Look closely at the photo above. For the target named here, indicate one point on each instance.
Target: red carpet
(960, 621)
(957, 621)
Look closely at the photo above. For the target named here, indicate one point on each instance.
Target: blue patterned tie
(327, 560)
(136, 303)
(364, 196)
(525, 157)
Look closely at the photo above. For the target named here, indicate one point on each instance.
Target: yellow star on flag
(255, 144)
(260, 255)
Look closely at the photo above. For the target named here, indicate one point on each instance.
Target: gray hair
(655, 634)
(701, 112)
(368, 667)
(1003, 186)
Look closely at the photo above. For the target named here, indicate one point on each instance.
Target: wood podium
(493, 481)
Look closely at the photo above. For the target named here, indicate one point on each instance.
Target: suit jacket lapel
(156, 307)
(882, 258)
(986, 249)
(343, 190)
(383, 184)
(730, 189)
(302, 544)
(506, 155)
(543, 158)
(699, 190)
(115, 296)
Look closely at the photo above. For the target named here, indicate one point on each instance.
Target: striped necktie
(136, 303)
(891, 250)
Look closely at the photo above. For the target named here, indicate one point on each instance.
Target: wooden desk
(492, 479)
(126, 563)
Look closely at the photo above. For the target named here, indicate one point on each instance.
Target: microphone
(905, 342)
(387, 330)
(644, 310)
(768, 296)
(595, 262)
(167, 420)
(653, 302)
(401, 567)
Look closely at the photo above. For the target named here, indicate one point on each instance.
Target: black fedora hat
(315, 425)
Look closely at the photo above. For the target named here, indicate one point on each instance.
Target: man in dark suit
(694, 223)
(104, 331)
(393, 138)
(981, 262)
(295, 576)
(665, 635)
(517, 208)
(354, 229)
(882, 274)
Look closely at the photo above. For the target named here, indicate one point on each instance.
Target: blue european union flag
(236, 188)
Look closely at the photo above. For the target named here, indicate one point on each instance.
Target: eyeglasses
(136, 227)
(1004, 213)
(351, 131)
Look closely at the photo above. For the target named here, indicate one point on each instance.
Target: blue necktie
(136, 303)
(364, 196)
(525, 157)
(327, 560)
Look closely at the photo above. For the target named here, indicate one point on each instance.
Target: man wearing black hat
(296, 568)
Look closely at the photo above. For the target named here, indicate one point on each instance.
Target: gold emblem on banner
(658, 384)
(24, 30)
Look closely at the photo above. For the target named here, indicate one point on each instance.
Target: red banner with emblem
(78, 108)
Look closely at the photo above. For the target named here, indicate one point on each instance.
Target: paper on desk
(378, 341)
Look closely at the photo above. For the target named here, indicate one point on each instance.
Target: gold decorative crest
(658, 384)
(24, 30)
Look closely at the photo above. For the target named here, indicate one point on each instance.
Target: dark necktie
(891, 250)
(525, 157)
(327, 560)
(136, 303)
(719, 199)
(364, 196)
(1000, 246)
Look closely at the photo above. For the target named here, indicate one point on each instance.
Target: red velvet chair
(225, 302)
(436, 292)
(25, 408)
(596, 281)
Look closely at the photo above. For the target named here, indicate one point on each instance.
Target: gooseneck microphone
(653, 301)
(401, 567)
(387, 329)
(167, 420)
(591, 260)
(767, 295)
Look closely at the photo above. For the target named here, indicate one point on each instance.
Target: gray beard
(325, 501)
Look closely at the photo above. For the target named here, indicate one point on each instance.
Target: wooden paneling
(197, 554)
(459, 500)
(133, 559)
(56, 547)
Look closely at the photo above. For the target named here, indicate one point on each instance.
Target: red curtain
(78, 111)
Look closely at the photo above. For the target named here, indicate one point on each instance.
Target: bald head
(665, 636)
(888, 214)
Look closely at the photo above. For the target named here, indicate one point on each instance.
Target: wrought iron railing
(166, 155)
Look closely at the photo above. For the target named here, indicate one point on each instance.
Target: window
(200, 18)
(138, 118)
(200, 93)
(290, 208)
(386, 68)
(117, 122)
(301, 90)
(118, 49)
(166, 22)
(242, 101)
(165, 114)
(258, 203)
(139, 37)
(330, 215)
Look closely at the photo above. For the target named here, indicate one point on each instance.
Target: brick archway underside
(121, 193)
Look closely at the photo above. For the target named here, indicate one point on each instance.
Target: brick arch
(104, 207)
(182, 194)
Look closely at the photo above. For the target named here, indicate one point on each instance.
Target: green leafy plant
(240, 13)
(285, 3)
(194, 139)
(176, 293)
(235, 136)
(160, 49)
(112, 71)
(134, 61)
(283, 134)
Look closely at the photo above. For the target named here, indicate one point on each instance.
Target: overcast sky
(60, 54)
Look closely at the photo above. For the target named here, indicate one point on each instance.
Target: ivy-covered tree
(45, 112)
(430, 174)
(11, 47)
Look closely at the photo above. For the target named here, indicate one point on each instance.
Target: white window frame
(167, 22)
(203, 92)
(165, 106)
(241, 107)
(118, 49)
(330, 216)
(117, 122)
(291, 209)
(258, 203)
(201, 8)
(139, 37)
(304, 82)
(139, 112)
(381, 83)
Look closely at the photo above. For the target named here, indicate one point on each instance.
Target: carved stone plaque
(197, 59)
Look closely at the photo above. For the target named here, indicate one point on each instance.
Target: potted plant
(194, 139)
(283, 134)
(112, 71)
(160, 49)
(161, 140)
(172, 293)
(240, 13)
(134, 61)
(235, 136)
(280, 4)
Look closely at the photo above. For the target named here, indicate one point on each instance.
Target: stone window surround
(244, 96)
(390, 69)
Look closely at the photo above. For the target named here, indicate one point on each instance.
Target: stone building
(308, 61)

| What is required |
Retype each line of the data exactly as it reads.

| Solved problem |
Look closely at the photo above. For the target named here, indicate one point on each instance.
Target: red carpet
(960, 621)
(957, 621)
Look closely at the photo above. For the target named here, indicate one point on each instance.
Target: blue patterned tie
(327, 560)
(136, 303)
(364, 196)
(525, 157)
Look closely at the photo above. For the target named here, indicate one point on each instance.
Target: yellow star on flag
(255, 144)
(260, 255)
Look closely at the photo above. For the target named here, indicate one point on each instance.
Target: gray hair
(655, 634)
(701, 112)
(368, 667)
(1003, 186)
Look closely at the photo above. For the target named here, indicate one point on each instance.
Target: wood podium
(493, 481)
Look closely at the photo above. For the target named here, indicate one point on each instance.
Target: suit jacket lapel
(156, 307)
(882, 258)
(986, 249)
(343, 190)
(383, 184)
(730, 189)
(302, 544)
(506, 155)
(543, 158)
(699, 190)
(115, 296)
Look closely at the photo above. For the target named here, indicate one point on each instance.
Target: striped necktie
(136, 303)
(891, 250)
Look closely at the photo above. For the target named here, indicate one point on each instance.
Target: wooden desk
(492, 479)
(126, 563)
Look closely at the photo above. For the target named here, indicate one point on each instance.
Target: microphone
(905, 342)
(387, 330)
(644, 310)
(768, 296)
(595, 262)
(167, 420)
(653, 302)
(401, 567)
Look closely at the photo above. For the target named here, indicate one point on each instance.
Target: black fedora hat
(315, 425)
Look closely at the photo above. For the target named here, indicate one point on each instance.
Target: man in dark suit
(694, 223)
(104, 331)
(393, 138)
(981, 262)
(295, 576)
(665, 635)
(517, 208)
(354, 229)
(882, 274)
Look closely at the photo above. For the target named here, indicate one point on each instance.
Target: blue european union flag
(236, 188)
Look closely at the photo above. For the target named here, indicate one point on each instance.
Target: eyeglasses
(136, 227)
(1004, 213)
(351, 131)
Look closely at the photo above. For the target named here, indicate one point on each instance.
Target: blue necktie
(136, 303)
(364, 196)
(525, 157)
(327, 560)
Look closely at the photo above. For the target named here, indicate one point on each instance.
Target: man wearing black hat
(296, 568)
Look closely at the photo above. For the target named here, indicate one point on each instance.
Target: gold emblem on banner
(658, 384)
(24, 30)
Look closely at the photo above. For the target named here, indicate one point on each instance.
Target: red banner with emblem
(78, 108)
Look closely at the photo above. For the target named here, indicate one point on each instance.
Target: paper on desk
(378, 341)
Look closely at the photo above. For the target named here, indicate one point on each instance.
Target: gold decorative crest
(658, 384)
(24, 30)
Look closely at the photo above. For the target named here, indicate one point on each instance.
Target: dark necktie
(891, 250)
(525, 157)
(327, 560)
(136, 303)
(719, 199)
(364, 196)
(1000, 246)
Look closely at the photo above. For the target named here, indicate one point on each instance.
Target: red velvet chair
(225, 302)
(436, 292)
(25, 408)
(596, 281)
Look closely at the photo above. For the target named here, indicate one point on each instance.
Target: gooseneck microphone
(653, 301)
(401, 567)
(387, 329)
(167, 420)
(591, 260)
(767, 295)
Look closely at the photo above. For the target named here, indicate one point on each instance.
Target: gray beard
(325, 501)
Look closely at the photo above. For the target named here, indicate one point on each instance.
Target: wooden paneling
(197, 554)
(459, 500)
(133, 559)
(56, 547)
Look closely at the photo above. For the target named here, indicate one point on each instance.
Target: red curtain
(78, 111)
Look closely at the photo above. For the target named here, indicate one point on each instance.
Target: bald head
(665, 636)
(888, 214)
Look closely at the photo above. For the target named here, indicate one point on each instance.
Target: wrought iron railing
(166, 155)
Look closely at the photo above. For the target named here, indicate one point on each instance.
Target: window
(200, 18)
(138, 118)
(200, 93)
(290, 208)
(386, 68)
(117, 122)
(301, 90)
(118, 49)
(166, 22)
(242, 101)
(165, 114)
(258, 203)
(139, 37)
(330, 215)
Look closely at the photo above. For the target named here, indicate one point on each instance.
Target: brick archway underside
(121, 193)
Look closely at the photo above. For the target named here, indicate one point on each instance.
Target: brick arch
(104, 207)
(182, 194)
Look closely at the photo above. For the target named here, indicate one point on each instance.
Target: green leafy plant
(240, 13)
(285, 3)
(194, 139)
(176, 293)
(235, 136)
(160, 49)
(112, 71)
(134, 61)
(283, 134)
Look closely at the photo above. For the target named here, indicate one point on each instance.
Target: overcast sky
(60, 54)
Look closely at the photo above. For the target named here, indicate one point on each instance.
Target: ivy-covered tree
(45, 112)
(430, 174)
(11, 47)
Look closely at the photo above. For the target named here, indicate one point on each instance.
Target: white window frame
(167, 22)
(203, 92)
(165, 106)
(241, 107)
(118, 49)
(330, 216)
(117, 122)
(291, 209)
(258, 203)
(201, 8)
(139, 37)
(304, 82)
(139, 112)
(381, 83)
Look closely at the photo above. For the target named here, indicate one point on each instance.
Target: carved stone plaque
(197, 59)
Look closely at the photo above. For the target named here, indicate one point on each instance.
Target: potted plant
(194, 139)
(283, 134)
(112, 71)
(160, 49)
(161, 140)
(172, 293)
(240, 13)
(134, 61)
(235, 136)
(280, 4)
Look closely at the photo above. For the target named here, indicate one point on each instance.
Target: stone window surround
(244, 96)
(390, 69)
Look closely at the photo above. For the target named here, indicate one point on each instance.
Target: stone building
(308, 61)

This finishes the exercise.